### Data to examine
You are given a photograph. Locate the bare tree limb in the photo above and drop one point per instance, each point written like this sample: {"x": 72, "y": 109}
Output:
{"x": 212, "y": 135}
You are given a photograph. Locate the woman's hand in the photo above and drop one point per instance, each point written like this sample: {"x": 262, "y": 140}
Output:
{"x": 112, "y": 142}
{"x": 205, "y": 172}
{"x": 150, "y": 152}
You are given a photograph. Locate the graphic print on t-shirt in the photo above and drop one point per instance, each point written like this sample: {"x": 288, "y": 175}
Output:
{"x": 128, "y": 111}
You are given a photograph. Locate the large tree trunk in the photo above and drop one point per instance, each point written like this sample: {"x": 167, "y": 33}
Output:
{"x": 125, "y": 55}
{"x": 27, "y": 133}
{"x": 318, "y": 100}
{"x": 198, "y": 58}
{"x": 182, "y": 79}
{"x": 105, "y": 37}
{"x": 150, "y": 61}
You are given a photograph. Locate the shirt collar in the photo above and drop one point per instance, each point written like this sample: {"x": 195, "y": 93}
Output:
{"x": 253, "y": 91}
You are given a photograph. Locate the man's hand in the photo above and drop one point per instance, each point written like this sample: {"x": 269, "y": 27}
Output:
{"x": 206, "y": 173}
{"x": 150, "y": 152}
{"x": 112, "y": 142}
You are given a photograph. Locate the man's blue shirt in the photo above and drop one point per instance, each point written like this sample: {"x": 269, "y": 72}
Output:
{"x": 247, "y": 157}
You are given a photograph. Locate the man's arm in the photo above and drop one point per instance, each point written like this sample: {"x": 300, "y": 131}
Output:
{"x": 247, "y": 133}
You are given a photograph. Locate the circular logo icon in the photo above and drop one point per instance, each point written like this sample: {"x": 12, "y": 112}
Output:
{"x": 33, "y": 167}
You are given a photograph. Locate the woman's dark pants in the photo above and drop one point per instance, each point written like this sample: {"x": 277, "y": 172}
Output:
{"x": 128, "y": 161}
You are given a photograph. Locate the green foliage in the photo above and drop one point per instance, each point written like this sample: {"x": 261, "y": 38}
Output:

### Description of the task
A complete, exact copy of the material is the expected answer.

### Solved exercise
You are given a photograph. Locate the bare tree limb in the photo above and drop one point per instance, each point written like this sample: {"x": 72, "y": 109}
Output:
{"x": 212, "y": 135}
You are given a photograph. Locate the woman's hand in the photo above and drop one point per instance, each point written like this sample: {"x": 262, "y": 140}
Output:
{"x": 112, "y": 142}
{"x": 205, "y": 172}
{"x": 150, "y": 152}
You are given a photograph. Locate the graphic print on t-shirt in the photo above and drop one point per instance, each point written like this sample: {"x": 288, "y": 175}
Output:
{"x": 128, "y": 111}
You are given a photograph. Locate the large tree trunk in the photo above and drop one point per instance, each point written like this sample: {"x": 167, "y": 33}
Output:
{"x": 125, "y": 55}
{"x": 27, "y": 133}
{"x": 318, "y": 100}
{"x": 198, "y": 58}
{"x": 182, "y": 79}
{"x": 105, "y": 37}
{"x": 150, "y": 61}
You are given a photograph. Locate the shirt collar in the photo above and drop one point per instance, each point written like this sample: {"x": 195, "y": 93}
Output:
{"x": 253, "y": 91}
You are given a photograph. Locate the man's hand in the photo above and drop one point per instance, each point written like this sample: {"x": 269, "y": 27}
Output:
{"x": 206, "y": 173}
{"x": 150, "y": 152}
{"x": 112, "y": 142}
You are given a photograph. Locate the man's blue shirt in the photo above and drop one point per instance, each point written like this sample: {"x": 269, "y": 72}
Output:
{"x": 247, "y": 157}
You are given a photograph. Locate the man's arm in the photo above and drop one point per instance, each point written like this sample: {"x": 300, "y": 131}
Output:
{"x": 247, "y": 133}
You are given a photograph. Locate the circular logo icon in the photo above and drop one point per instance, each point written like this sample: {"x": 12, "y": 112}
Output:
{"x": 33, "y": 167}
You are given a photograph. Locate the woman's dark pants in the photo above and drop one point per instance, each point written like this sample: {"x": 277, "y": 172}
Output:
{"x": 128, "y": 161}
You are given a photograph. Locate the green foliage in the photo above and drop one point per instance, each point written like this sample: {"x": 261, "y": 38}
Output:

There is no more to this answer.